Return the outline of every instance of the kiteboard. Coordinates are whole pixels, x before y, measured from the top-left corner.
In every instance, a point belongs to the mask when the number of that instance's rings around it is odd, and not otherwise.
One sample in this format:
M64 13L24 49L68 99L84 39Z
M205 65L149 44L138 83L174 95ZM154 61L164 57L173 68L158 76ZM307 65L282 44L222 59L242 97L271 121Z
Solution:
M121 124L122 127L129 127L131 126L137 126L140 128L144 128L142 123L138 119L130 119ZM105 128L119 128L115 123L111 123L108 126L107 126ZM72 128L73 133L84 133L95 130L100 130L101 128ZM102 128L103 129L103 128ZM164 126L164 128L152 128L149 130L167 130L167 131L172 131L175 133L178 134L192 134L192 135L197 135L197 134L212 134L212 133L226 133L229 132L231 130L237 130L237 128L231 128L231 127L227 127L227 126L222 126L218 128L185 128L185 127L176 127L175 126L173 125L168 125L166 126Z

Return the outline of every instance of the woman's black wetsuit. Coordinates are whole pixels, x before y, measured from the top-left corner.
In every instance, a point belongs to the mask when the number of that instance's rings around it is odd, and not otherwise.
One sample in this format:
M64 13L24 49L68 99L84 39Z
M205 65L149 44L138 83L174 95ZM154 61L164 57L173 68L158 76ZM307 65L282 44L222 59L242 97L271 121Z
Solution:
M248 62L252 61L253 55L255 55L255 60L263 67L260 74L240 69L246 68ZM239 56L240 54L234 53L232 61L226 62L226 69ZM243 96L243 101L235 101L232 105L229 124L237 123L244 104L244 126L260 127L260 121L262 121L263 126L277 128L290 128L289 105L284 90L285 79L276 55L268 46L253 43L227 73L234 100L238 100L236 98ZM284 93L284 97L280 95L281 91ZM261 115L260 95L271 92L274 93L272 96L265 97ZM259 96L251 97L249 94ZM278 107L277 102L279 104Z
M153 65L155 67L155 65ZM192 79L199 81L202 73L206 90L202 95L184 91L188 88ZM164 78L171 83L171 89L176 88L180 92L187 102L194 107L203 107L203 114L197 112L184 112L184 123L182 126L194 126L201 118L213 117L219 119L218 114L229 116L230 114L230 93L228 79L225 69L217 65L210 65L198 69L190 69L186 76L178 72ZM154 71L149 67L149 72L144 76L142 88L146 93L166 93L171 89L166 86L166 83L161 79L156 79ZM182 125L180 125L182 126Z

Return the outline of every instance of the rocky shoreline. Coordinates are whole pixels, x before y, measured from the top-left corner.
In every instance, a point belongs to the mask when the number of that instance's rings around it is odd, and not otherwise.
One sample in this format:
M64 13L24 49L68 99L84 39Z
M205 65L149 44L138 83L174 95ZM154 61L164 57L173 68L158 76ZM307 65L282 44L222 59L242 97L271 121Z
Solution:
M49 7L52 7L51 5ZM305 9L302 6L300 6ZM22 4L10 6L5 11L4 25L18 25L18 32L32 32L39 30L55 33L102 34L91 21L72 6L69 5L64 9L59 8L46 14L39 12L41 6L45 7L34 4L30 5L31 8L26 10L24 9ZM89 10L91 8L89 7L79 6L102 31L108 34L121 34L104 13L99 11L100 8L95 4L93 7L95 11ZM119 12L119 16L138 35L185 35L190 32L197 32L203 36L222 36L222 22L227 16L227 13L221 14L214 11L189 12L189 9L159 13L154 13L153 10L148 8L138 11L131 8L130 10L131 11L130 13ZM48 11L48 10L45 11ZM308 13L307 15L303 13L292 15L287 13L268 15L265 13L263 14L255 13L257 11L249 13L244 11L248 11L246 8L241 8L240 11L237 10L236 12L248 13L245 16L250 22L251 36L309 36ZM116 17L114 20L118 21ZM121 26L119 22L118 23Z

________

* _CONSIGNA DEL EJERCICIO_:
Convierte todo el listado de arriba en una lista JSON de cadenas, con una cadena por cada línea y sin las líneas en blanco.

* _RESPUESTA FINAL_:
[
  "Return the outline of every instance of the kiteboard. Coordinates are whole pixels, x before y, measured from the top-left corner.",
  "In every instance, a point belongs to the mask when the number of that instance's rings around it is odd, and not otherwise.",
  "One sample in this format:",
  "M64 13L24 49L68 99L84 39Z",
  "M205 65L149 44L138 83L174 95ZM154 61L164 57L173 68L158 76ZM307 65L282 44L222 59L242 97L271 121Z",
  "Solution:",
  "M121 124L122 127L129 127L131 126L137 126L140 128L144 128L142 123L138 119L130 119ZM105 128L119 128L115 123L111 123L108 126L107 126ZM72 128L73 133L84 133L95 130L100 130L101 128ZM102 128L103 129L103 128ZM164 126L164 128L152 128L149 130L167 130L167 131L172 131L175 133L178 134L192 134L192 135L197 135L197 134L212 134L212 133L226 133L229 132L231 130L237 130L237 128L231 128L231 127L227 127L227 126L222 126L218 128L185 128L185 127L176 127L175 126L173 125L168 125L166 126Z",
  "Return the outline of every instance of the woman's black wetsuit. Coordinates are whole pixels, x before y, measured from the top-left corner.",
  "In every instance, a point belongs to the mask when the number of that instance's rings around it is odd, and not otherwise.",
  "One sample in this format:",
  "M64 13L24 49L68 99L84 39Z",
  "M205 65L149 44L138 83L174 95ZM154 61L164 57L173 68L158 76ZM307 65L282 44L222 59L242 97L271 121Z",
  "Solution:",
  "M248 62L252 61L253 55L255 55L255 60L263 67L260 74L240 69L246 68ZM239 56L240 54L234 53L232 61L226 62L226 69ZM243 96L243 101L235 101L232 105L229 124L237 123L244 104L244 126L260 127L260 121L262 121L263 126L277 128L290 128L289 105L284 90L285 79L276 55L268 46L253 43L227 73L234 100L238 100L236 98ZM284 93L284 97L280 95L281 91ZM261 115L260 95L271 92L274 93L272 96L265 97ZM259 96L251 97L249 94ZM278 107L277 102L279 104Z",
  "M153 65L155 67L155 65ZM192 79L199 81L202 73L206 90L202 95L184 91L188 88ZM164 78L171 83L171 89L176 88L180 92L187 102L194 107L203 107L203 114L197 112L184 112L184 123L182 126L194 126L201 118L213 117L219 119L218 114L229 116L230 114L230 93L228 79L225 69L217 65L210 65L198 69L190 69L186 76L178 72ZM154 71L149 67L149 72L144 76L142 88L146 93L166 93L171 89L166 86L166 83L161 79L156 79ZM182 125L180 125L182 126Z",
  "Return the outline of every instance of the rocky shoreline. Coordinates are whole pixels, x before y, measured from the top-left corner.",
  "In every instance, a point belongs to the mask when the number of that instance's rings around it is odd, and not otherwise.",
  "One sample in this format:",
  "M64 13L24 49L68 99L84 39Z",
  "M205 65L149 44L138 83L174 95ZM154 61L164 57L173 68L158 76ZM307 65L282 44L222 59L242 97L271 121Z",
  "Solution:",
  "M49 7L52 7L51 5ZM305 9L302 6L300 6ZM22 4L10 6L5 11L4 25L18 25L18 32L32 32L39 30L55 33L102 34L91 21L72 6L69 5L64 9L59 8L46 14L39 12L41 6L45 7L34 4L30 5L31 8L26 10L24 9ZM89 10L91 8L89 7L79 6L102 31L108 34L121 34L104 13L99 11L100 8L95 4L93 7L95 11ZM119 12L119 16L138 35L185 35L190 32L197 32L203 36L222 36L222 22L227 16L227 13L221 14L214 11L189 12L189 9L159 13L154 13L153 10L148 8L138 11L131 8L130 10L131 11L130 13ZM48 11L48 10L45 11ZM308 13L307 15L303 13L292 15L287 13L268 15L265 13L263 14L255 13L257 11L249 13L244 11L248 11L246 8L241 8L240 11L237 10L236 12L248 13L245 16L250 22L251 36L309 36ZM116 17L114 20L118 21ZM121 26L119 22L118 23Z"
]